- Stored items
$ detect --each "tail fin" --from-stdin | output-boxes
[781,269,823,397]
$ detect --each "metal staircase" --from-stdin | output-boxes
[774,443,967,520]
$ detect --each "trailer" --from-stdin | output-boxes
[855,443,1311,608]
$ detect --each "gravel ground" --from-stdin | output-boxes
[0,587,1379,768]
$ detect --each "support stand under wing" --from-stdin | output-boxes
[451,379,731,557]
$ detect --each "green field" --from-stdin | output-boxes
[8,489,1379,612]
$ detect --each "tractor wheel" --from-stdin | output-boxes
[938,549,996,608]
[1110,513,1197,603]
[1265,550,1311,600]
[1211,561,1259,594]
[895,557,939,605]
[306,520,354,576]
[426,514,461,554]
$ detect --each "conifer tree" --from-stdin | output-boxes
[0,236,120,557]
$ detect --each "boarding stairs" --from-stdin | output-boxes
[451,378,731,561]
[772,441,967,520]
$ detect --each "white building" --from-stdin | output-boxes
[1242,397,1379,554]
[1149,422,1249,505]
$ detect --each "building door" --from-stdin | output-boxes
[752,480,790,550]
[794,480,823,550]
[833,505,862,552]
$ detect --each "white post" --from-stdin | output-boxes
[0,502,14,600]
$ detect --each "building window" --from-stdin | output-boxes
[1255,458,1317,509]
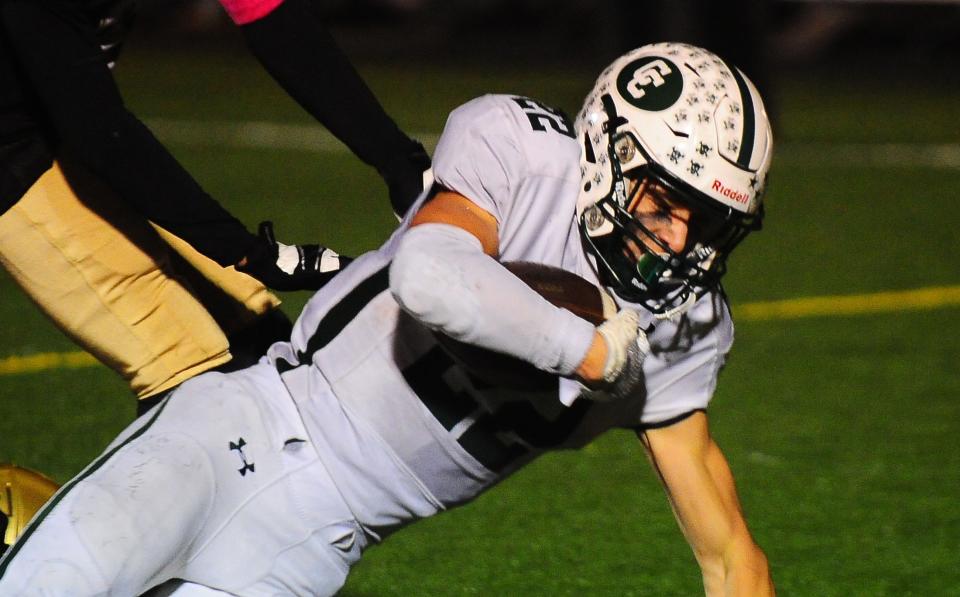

- AIM
Convert all of the material above into a numbered list with one entry per line and no blank lines. Leave out the pictures.

- EXPECTED ANSWER
1. $ detect --each "tail fin" --from-stdin | output-boxes
2. [781,269,823,397]
3. $ detect --each "metal staircase" --from-stdin | output-boxes
4. [774,443,967,520]
5. $ detect --each "trailer" --from-stdin | output-boxes
6. [855,443,1311,608]
7. $ detect --each "gravel ground" --from-stdin | output-boxes
8. [0,587,1379,768]
9. $ detect --each "support stand under wing" --from-stdin | output-boxes
10. [451,379,731,557]
11. $ detect --each "green field" --from-stdin | output-boxes
12. [8,489,1379,612]
13. $ detect --each "tractor wheel" --from-stdin | output-boxes
14. [938,549,996,608]
15. [1110,513,1197,603]
16. [1265,550,1311,600]
17. [1211,561,1259,594]
18. [895,557,939,605]
19. [306,520,354,576]
20. [426,514,461,554]
21. $ detect --each "conifer tree" --from-stdin | output-boxes
22. [0,236,120,557]
23. $ detect --each "boarding stairs" --from-stdin | output-boxes
24. [451,378,731,561]
25. [772,441,967,520]
26. $ detect --each "white building" --from-stdin | output-boxes
27. [1242,397,1379,554]
28. [1149,422,1249,505]
29. $ detect --each "building door" --from-stdin | output-boxes
30. [752,480,790,550]
31. [794,480,823,550]
32. [833,505,862,552]
33. $ detect --each "white post" --from-stdin | output-boxes
34. [0,502,14,600]
35. $ detect --each "building window" --from-stdin | output-boxes
36. [1255,458,1317,509]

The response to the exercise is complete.